## PAGE EXCERPT
——
An Introduction to the AICPA’s Financial Reporting Framework for Small- and Medium-Sized Entities (FRF for SMEs)

In June, The American Institute of Certified Public Accountants (AICPA) introduced a new accounting option for smaller privately owned businesses in preparing financial statements. Below are some specifics about the new framework.

What is it? A new accounting option developed by the AICPA for preparing streamlined, relevant financial statements for privately held owner-managed businesses that are not required to use Generally Accepted Accounting Principles (GAAP). The FRF for SMEs framework draws upon a blend of traditional methods of accounting with some accrual income tax methods.

Who should implement this framework? “Owner-managed” businesses in which the people who own a controlling interest are substantially the same set of people who run the company. It should not be expected that this business is going public or that ownership would change in the near future. The financial statements of the entity should not be complex, and there should be a low level of credit exposure for the company.

Who would use these financial statements? The AICPA has identified the primary users of these financial statements as: Small business owners; Law and medical practices; Bankers and other lenders; Insurance companies; Sureties; Private investors

When should a business consider using the framework? This special purpose framework can be considered when GAAP reporting isn’t required. Also, when a company is applying for bank financing and has available collateral or other methods of evaluation not related to the financial statements.
——
## EXERCISES TO COMPLETE
**a.** According to the FRF for SMEs introduction, what does the framework draw upon?
**b.** Copy word for word the portion of the FRF for SMEs introduction between "What is it?" and "income tax methods.", inclusive.

## ENTRIES SHOWN
——
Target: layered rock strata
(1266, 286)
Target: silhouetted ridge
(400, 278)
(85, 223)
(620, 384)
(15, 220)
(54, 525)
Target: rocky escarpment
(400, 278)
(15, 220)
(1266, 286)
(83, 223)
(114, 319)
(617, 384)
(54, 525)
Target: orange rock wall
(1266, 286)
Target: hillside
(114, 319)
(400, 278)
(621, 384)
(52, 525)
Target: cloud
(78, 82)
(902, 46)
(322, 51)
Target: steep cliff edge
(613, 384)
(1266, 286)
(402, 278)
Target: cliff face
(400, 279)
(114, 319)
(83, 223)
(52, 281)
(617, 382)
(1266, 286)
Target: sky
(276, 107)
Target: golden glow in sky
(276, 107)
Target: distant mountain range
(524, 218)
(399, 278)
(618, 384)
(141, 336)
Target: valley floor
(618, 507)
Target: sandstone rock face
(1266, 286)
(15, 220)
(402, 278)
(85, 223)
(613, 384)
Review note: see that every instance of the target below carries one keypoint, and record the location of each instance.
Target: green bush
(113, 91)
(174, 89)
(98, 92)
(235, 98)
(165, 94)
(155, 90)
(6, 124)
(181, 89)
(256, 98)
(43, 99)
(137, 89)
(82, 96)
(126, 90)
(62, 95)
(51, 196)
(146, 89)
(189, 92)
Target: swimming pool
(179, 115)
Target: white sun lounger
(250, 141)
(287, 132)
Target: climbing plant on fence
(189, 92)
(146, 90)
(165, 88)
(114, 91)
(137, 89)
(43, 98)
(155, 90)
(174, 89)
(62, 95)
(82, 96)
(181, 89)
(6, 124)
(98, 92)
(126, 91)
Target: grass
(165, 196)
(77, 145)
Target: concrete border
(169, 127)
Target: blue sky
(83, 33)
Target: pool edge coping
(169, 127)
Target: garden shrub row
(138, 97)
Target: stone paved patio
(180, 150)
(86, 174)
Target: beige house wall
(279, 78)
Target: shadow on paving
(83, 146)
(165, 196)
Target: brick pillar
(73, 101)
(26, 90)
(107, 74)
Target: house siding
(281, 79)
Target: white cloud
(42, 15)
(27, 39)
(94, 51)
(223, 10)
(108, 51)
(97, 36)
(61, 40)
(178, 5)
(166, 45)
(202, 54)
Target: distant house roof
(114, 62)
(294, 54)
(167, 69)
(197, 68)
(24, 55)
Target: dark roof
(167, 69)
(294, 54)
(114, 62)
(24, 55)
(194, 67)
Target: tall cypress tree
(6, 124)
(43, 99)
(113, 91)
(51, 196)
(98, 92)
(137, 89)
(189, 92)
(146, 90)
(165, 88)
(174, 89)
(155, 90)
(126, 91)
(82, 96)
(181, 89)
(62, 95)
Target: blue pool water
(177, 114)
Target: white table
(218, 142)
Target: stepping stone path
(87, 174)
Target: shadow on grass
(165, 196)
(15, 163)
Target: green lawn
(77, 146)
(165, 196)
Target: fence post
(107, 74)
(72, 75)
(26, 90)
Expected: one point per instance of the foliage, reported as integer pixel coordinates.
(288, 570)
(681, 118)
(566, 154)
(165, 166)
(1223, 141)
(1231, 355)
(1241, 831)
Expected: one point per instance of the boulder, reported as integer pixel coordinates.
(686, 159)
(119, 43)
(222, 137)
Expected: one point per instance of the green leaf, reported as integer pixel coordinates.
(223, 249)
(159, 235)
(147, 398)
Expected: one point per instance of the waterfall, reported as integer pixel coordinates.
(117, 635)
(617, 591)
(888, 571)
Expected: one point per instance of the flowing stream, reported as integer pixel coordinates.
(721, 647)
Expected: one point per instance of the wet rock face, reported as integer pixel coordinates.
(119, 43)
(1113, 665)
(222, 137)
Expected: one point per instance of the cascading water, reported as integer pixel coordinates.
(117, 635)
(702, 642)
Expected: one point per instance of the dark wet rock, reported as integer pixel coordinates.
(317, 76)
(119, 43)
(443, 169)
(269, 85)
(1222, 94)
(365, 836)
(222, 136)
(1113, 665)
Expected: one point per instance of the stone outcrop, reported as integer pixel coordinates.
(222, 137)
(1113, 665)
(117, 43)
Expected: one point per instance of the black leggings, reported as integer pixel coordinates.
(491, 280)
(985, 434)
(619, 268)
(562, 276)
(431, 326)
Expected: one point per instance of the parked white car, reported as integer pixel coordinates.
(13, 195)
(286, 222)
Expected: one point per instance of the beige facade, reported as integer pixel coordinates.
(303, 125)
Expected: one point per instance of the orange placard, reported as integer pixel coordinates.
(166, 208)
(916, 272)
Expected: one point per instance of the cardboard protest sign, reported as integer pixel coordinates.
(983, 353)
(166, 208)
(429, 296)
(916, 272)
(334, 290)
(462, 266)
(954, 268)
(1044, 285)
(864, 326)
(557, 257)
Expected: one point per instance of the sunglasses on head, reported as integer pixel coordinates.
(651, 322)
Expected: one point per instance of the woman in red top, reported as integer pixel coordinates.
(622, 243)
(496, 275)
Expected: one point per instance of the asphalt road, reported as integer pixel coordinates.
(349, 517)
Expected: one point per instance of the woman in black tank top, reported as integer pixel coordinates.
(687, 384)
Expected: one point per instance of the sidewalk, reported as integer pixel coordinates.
——
## SOLUTIONS TO EACH TASK
**a.** A blend of traditional methods of accounting with some accrual income tax methods.

**b.**
What is it? A new accounting option developed by the AICPA for preparing streamlined, relevant financial statements for privately held owner-managed businesses that are not required to use Generally Accepted Accounting Principles (GAAP). The FRF for SMEs framework draws upon a blend of traditional methods of accounting with some accrual income tax methods.